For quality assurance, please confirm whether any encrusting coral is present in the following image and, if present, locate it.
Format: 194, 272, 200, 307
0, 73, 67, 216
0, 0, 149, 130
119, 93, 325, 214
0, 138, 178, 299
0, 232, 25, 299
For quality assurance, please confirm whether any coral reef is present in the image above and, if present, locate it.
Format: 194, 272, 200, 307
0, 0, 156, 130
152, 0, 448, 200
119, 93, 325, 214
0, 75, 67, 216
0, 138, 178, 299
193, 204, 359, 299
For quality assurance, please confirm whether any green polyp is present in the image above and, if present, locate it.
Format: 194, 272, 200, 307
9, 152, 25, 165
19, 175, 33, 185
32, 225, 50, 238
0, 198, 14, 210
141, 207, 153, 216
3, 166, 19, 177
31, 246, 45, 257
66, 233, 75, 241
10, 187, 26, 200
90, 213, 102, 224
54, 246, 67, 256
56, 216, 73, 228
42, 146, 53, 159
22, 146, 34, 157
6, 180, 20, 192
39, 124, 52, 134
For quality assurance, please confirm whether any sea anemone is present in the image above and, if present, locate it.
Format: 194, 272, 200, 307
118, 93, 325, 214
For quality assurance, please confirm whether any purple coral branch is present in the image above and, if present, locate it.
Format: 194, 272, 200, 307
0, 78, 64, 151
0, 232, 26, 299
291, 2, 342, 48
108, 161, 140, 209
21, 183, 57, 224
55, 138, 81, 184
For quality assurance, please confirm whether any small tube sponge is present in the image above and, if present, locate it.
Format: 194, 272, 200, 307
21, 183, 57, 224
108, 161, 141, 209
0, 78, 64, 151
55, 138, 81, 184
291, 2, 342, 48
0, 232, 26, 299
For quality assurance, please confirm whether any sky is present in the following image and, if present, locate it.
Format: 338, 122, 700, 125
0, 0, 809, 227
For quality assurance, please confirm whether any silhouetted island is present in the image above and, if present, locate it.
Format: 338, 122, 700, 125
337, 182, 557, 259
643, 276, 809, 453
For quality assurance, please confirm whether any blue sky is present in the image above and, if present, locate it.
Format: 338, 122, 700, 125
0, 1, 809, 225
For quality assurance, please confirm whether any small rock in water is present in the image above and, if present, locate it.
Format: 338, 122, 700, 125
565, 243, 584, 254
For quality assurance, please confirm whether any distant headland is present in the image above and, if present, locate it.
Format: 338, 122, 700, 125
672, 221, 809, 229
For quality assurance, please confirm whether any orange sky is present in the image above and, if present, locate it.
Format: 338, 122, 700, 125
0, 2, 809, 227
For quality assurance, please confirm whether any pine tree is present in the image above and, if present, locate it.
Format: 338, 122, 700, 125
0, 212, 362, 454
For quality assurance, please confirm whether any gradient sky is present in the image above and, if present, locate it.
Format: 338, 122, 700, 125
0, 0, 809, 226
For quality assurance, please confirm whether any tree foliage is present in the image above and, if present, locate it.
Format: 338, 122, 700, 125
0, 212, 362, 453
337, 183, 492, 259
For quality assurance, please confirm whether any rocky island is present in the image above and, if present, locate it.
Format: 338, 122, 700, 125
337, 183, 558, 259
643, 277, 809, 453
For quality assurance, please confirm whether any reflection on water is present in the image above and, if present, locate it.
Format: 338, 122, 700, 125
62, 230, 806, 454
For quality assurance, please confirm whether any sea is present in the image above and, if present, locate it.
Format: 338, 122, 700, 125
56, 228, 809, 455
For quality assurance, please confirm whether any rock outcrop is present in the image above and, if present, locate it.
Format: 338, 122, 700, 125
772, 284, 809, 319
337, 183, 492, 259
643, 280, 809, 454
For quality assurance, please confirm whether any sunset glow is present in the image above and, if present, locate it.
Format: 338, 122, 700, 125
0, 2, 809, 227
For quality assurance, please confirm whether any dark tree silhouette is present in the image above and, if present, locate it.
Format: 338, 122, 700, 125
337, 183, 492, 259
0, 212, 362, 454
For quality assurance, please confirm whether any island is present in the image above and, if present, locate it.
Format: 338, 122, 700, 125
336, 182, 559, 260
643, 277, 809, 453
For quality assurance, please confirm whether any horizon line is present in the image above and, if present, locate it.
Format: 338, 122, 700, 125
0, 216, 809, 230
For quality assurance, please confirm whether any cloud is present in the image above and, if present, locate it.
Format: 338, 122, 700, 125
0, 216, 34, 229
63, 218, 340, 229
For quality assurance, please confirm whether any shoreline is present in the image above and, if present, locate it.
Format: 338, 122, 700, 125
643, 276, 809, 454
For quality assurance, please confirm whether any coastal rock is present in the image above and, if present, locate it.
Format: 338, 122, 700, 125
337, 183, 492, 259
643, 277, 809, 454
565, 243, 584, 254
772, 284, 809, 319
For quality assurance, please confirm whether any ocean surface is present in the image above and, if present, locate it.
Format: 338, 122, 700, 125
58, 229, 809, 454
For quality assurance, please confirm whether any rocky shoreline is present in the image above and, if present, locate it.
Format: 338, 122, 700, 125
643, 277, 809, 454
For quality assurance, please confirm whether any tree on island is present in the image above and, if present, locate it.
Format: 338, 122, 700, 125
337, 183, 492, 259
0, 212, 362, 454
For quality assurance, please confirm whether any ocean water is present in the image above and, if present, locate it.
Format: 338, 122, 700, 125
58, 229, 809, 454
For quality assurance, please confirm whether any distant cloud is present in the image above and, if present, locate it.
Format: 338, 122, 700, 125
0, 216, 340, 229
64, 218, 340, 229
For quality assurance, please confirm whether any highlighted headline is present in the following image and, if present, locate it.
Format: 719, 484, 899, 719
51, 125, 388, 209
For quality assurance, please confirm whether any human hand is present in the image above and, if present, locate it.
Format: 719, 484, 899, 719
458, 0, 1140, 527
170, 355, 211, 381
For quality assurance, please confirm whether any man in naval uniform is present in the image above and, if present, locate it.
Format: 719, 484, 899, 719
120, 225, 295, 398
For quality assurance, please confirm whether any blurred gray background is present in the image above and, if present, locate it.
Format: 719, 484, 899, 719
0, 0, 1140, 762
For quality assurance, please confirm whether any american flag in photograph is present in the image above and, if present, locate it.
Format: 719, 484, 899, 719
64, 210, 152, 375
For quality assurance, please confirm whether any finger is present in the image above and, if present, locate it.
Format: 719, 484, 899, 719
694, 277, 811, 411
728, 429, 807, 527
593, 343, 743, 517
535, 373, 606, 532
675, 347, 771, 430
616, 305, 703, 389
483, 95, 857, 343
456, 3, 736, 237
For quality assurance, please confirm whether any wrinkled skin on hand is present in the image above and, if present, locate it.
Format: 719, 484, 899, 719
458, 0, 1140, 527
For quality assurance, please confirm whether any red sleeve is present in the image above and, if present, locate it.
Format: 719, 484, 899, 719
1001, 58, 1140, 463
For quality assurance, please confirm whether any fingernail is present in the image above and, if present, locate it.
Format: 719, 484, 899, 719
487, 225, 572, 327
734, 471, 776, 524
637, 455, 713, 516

--

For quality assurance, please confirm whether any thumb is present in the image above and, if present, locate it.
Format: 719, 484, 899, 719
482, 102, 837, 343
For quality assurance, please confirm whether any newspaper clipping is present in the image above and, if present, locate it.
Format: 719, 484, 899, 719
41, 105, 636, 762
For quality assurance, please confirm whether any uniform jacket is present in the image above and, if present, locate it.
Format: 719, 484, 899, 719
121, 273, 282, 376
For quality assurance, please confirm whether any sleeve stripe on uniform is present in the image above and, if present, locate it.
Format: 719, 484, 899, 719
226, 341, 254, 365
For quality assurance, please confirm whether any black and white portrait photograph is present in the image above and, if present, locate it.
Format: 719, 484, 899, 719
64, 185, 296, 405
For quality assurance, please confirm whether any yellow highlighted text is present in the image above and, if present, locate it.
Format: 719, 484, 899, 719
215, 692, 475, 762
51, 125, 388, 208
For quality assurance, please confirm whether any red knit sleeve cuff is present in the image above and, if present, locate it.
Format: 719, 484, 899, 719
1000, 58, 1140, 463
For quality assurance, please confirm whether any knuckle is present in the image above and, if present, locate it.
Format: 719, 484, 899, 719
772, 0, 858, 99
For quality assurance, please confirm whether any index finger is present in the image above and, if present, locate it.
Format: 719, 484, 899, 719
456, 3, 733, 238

### To be done
Copy word for word the lines of the material above, starting at the line that contains "For quality assurance, please confirm whether any cloud" and ending at the line that contains "64, 218, 340, 229", with both of those lines included.

### Response
For quality assurance, please confirm whether any cloud is present in the image above and, if present, locate it.
Format: 338, 122, 700, 125
0, 216, 34, 229
63, 218, 340, 229
For quality assurance, please confirm whether any shoreline is present in the image above and, if present, locate it.
Format: 338, 122, 700, 125
643, 276, 809, 454
For quality assurance, please confirm whether any coastal rock is present in the image above and, if present, locate it.
Format: 338, 122, 700, 125
337, 183, 492, 259
643, 277, 809, 454
565, 243, 584, 254
772, 284, 809, 319
For quality assurance, please confirm whether any ocean surface is present in the image above and, if present, locate it.
Format: 338, 122, 700, 125
58, 229, 809, 454
For quality assurance, please confirm whether any rocky shoreline is present in the image above and, if present, locate it.
Format: 338, 122, 700, 125
643, 277, 809, 454
For quality assurance, please confirm whether any tree on island is present in the image above and, if present, locate it.
Format: 338, 122, 700, 125
337, 183, 492, 259
0, 212, 362, 454
For quality assurance, please confirm whether any ocean water is present in the image above and, if present, locate it.
Format: 338, 122, 700, 125
58, 229, 809, 454
For quality assurance, please confirm whether any distant cloud is present in the image above and, if present, locate it.
Format: 338, 122, 700, 125
0, 216, 340, 229
64, 218, 340, 229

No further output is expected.